*** Records for the exercise Section Begins ***

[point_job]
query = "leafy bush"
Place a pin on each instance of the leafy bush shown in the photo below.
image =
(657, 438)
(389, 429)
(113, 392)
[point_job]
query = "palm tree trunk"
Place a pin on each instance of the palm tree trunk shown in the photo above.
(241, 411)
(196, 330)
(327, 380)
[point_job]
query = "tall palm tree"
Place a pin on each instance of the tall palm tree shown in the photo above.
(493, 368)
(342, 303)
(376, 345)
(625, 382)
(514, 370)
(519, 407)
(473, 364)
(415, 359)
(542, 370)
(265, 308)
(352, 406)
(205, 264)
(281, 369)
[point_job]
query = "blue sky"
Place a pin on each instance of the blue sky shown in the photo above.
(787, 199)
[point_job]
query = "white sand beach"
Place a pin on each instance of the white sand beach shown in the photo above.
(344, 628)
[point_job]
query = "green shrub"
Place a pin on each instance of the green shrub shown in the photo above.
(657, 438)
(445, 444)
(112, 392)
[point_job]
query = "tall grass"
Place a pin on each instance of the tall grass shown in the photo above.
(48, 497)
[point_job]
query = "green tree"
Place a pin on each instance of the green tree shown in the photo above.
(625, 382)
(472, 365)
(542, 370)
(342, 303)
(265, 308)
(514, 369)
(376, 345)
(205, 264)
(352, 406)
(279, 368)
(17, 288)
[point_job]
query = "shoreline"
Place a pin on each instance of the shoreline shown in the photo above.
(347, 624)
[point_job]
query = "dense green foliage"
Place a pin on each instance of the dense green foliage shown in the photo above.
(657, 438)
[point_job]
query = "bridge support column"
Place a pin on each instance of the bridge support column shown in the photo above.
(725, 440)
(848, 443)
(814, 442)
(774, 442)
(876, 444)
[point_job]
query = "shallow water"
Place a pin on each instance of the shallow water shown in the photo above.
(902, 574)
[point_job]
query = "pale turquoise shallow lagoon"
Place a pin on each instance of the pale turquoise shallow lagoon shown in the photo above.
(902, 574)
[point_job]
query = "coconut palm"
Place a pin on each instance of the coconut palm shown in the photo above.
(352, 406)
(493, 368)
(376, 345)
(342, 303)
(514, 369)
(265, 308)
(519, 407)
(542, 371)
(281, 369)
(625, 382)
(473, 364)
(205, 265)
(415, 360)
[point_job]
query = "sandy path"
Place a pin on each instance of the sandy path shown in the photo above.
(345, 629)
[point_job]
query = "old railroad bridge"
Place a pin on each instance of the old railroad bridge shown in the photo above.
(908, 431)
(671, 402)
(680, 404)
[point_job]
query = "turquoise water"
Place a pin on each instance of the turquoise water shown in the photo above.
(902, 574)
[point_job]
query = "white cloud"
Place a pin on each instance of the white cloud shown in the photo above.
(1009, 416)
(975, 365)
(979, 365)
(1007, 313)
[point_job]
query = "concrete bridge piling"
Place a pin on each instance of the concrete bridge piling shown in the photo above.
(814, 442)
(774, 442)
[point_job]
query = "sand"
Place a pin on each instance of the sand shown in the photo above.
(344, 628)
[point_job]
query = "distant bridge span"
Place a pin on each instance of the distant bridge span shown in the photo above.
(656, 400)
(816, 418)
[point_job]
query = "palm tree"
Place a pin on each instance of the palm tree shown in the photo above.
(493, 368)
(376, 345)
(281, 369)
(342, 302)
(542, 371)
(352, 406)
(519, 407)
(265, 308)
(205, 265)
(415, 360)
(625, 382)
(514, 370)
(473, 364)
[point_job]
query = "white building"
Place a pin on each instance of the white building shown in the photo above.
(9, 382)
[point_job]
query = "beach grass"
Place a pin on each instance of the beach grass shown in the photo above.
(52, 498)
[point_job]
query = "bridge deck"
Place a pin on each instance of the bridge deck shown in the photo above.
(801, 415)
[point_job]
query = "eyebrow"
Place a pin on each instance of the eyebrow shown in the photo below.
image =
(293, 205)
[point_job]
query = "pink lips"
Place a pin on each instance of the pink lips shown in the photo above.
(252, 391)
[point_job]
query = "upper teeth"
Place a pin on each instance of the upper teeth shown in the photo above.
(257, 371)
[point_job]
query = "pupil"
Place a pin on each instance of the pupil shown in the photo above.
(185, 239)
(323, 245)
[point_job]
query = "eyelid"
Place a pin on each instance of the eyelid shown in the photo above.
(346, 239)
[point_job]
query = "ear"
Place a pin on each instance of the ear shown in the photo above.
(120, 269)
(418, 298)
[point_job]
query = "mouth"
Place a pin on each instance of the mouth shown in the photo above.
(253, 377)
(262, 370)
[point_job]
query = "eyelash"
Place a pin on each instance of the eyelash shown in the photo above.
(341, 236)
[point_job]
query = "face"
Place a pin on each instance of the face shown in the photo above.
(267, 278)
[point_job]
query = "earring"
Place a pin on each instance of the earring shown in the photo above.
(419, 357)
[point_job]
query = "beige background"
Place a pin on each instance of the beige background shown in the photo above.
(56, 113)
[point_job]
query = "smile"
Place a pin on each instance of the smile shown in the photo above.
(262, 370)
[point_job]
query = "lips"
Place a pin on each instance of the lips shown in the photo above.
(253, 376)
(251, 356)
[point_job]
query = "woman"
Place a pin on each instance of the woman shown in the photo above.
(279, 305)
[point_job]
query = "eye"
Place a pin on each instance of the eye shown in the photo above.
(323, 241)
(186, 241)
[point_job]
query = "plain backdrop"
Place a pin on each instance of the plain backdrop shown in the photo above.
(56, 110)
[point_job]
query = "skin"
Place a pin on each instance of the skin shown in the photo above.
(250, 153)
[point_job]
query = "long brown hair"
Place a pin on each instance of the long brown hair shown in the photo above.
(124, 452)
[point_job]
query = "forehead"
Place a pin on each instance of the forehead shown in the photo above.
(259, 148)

*** Records for the exercise Section Ends ***

*Task objective*
Say the number of lines in the material above that contain the word "bush", and nothing else.

*Answer to this task*
2